What is expected >>
Reproduce the listing below in its entirety. Change nothing.

Raw records >>
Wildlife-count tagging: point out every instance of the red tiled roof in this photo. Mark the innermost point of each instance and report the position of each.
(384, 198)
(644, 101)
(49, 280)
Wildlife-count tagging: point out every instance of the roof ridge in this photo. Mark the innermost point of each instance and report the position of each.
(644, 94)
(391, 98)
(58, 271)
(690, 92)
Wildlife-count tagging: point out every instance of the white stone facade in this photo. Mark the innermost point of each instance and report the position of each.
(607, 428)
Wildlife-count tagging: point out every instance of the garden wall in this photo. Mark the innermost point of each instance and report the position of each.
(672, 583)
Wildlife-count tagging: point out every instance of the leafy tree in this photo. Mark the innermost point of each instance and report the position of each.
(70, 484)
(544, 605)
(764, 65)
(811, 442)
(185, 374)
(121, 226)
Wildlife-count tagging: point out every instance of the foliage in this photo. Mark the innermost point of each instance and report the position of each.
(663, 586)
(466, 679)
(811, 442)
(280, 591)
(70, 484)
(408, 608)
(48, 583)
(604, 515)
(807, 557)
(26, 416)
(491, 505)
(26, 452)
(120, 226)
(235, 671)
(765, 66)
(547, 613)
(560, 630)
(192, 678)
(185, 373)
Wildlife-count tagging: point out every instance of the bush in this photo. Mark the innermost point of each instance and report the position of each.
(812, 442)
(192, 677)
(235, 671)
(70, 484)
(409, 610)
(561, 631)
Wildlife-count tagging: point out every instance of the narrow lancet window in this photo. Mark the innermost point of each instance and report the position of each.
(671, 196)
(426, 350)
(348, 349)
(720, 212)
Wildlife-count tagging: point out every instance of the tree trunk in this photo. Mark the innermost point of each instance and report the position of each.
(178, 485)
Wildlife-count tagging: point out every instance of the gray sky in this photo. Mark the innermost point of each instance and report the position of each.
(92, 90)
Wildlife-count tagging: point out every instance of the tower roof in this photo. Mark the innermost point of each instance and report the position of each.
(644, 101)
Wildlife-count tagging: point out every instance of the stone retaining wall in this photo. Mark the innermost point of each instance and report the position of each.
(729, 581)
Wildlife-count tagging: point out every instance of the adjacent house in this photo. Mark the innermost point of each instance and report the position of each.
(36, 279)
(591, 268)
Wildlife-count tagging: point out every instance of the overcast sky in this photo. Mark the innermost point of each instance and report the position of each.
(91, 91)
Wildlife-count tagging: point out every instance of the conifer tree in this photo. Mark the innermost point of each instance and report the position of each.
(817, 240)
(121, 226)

Expected output >>
Wildlife-count tagging: point out every instance of the red tiled roof in this photo. Mark the innermost point of each instance and report the position of each.
(384, 198)
(644, 101)
(49, 280)
Wildlife-count tagging: point out every instance of the roof ridge in this photo. Mark the innermost point of each instance and report the position of each.
(644, 94)
(391, 98)
(58, 271)
(690, 92)
Wildlife-count tagging: point out every instance of the white stone facade in this photo. Mark the innermost point of each instance and report the position of each.
(607, 428)
Wildlife-count tagging: point out every instance of the garden wall in this photo. Mark the innermost point of each instance and report the position of each.
(672, 583)
Wildlife-count tagging: point out every instance of the leafy tree in this photo. Mark the innermost point of each instance and report the position of each.
(70, 484)
(544, 605)
(764, 65)
(811, 442)
(185, 374)
(121, 226)
Wildlife-count tagging: point out every instance of the foliage in this photo. Mark the innermost point of each instance and report the position of each.
(663, 586)
(466, 679)
(811, 442)
(280, 591)
(70, 484)
(408, 608)
(48, 583)
(604, 515)
(807, 557)
(26, 416)
(491, 505)
(26, 452)
(120, 226)
(235, 671)
(765, 66)
(547, 613)
(560, 630)
(192, 678)
(185, 373)
Wildlife-count tagging: point out every instance of the bush in this photo. Mark the innermost point of each instance and report the position of each.
(812, 442)
(192, 677)
(235, 671)
(70, 484)
(409, 610)
(561, 631)
Wildlife-count tagging: point out every instance of the narrow lancet window in this photo. Mark the innermost point of each instance and report the position of each.
(671, 196)
(426, 350)
(348, 349)
(720, 212)
Wildlife-count tagging: point out every instance of the tree trunk in this photo. Mark the innermost point of each instance and report the position of each.
(178, 485)
Wildlife-count tagging: point out every instance of the gray sky in this photo. Mark the innermost point of each instance and report the position of each.
(92, 90)
Wildlife-count tagging: point out every instance of the tower roof in this photo. Mark the innermost point of each instance and report the position of each.
(644, 101)
Wildlife-count tagging: point out every instance of the stone retaining wall in this photo. Mark the innermost point of each instance and report the position of each.
(729, 581)
Wildlife-count tagging: point out every instance of the adjacent house in this photo. Mark the innermost point of each instance and report the position of each.
(36, 279)
(591, 268)
Wildlife-count tagging: point out every instance of the overcast sky in this photo. Mark the innermost point of each instance and report the position of each.
(91, 91)
Wildlife-count tagging: point out every instance of the conifer tree in this photo. Mark the innermost point of each instance and report the position of each.
(817, 240)
(121, 226)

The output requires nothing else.